● **EXERCISE DETAILS**:
Reproduce the lines below from the one that contains "task | for every instance of the winter" through the end, inclusive, and add nothing.

● **SOURCE MATERIAL**:
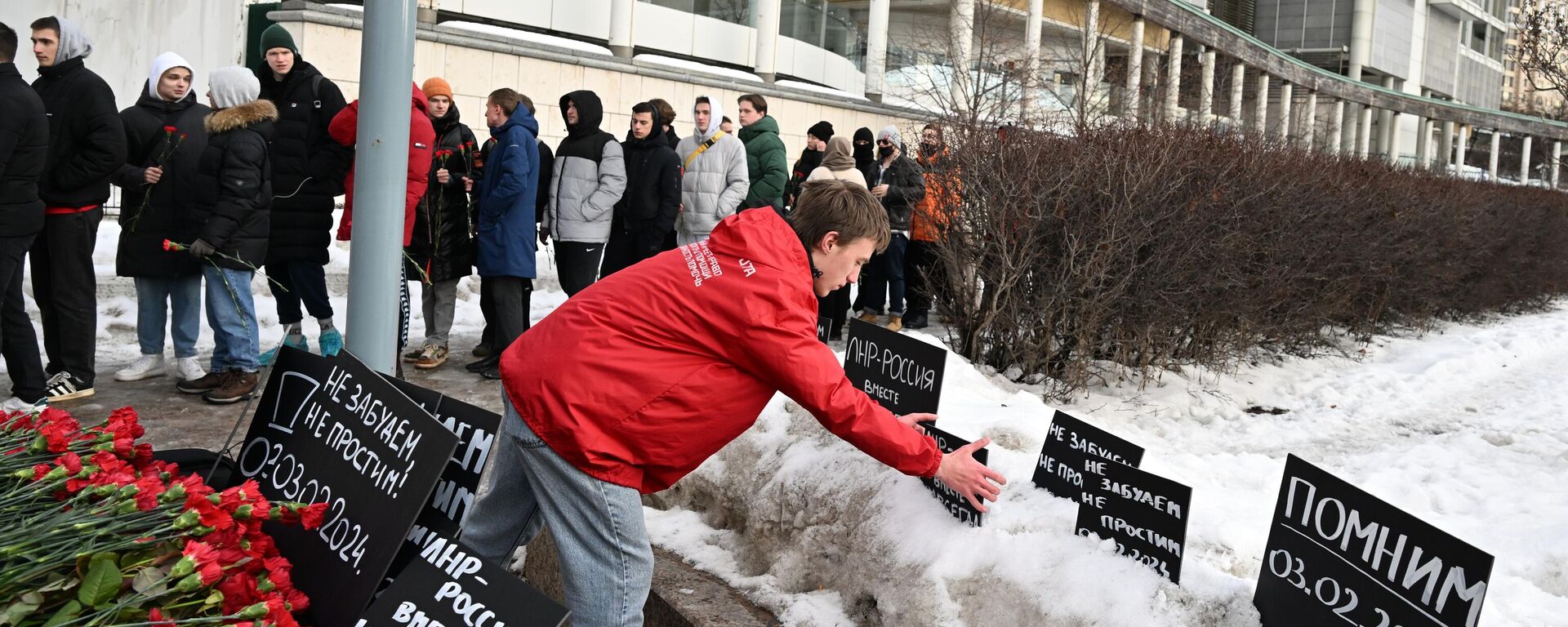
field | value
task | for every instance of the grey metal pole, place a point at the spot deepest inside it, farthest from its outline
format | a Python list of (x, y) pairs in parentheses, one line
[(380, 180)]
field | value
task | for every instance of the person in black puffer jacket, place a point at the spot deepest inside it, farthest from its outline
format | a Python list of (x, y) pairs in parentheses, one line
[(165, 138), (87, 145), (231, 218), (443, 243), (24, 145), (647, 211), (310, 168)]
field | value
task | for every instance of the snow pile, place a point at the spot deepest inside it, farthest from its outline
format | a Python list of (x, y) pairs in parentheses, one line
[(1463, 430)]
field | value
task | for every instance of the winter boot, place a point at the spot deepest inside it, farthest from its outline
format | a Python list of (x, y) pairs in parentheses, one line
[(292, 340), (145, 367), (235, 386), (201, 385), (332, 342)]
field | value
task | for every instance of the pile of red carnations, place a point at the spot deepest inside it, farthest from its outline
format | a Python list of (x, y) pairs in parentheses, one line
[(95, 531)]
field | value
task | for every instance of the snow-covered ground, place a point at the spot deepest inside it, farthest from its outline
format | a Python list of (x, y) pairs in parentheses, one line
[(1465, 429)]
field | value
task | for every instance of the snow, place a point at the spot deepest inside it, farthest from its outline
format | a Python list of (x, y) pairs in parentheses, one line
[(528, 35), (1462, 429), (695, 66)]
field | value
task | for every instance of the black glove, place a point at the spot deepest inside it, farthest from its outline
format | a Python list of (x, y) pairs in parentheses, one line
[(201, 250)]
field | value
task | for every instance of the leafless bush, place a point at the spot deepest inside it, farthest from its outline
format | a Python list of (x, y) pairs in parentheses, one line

● **SOLUTION BELOW**:
task | for every instance of the winter boot, place a point at the spot deepest inside it, farthest from its outline
format | a Python list of (x, y) pairs in parentheses, one line
[(292, 340), (145, 367), (235, 386), (201, 385), (332, 342)]
field | value
task | for every instance of the pile of red carnations, place a point at the spot deepest inside it, farthest from its outline
format | a Python list of (x, y) pairs in parentheses, one line
[(95, 531)]
field | value
task | for every instance of the snow-covered ground, place a point at the spot deepest inside it, farthest from its outline
format | a Python list of (x, y) pairs in parentheses, one line
[(1465, 429)]
field | value
task | for every instance of the snow, place a point at the spot deepest inside it, farthest from its outline
format | a Python list of (x, y) pairs in parentheses, one line
[(528, 35), (1462, 429), (695, 66)]
field | value
task | for every instance of the black glove, place a point at the spot deepest inside it, farthest from its outline
format | a Python list of (x, y) pairs in parentheses, one line
[(201, 250)]
field | value
task | for every instance of the leafless bush, place a point at the spot deepest inside it, farthest from its outline
format | a Python list of (x, y) pairs in parentheses, one line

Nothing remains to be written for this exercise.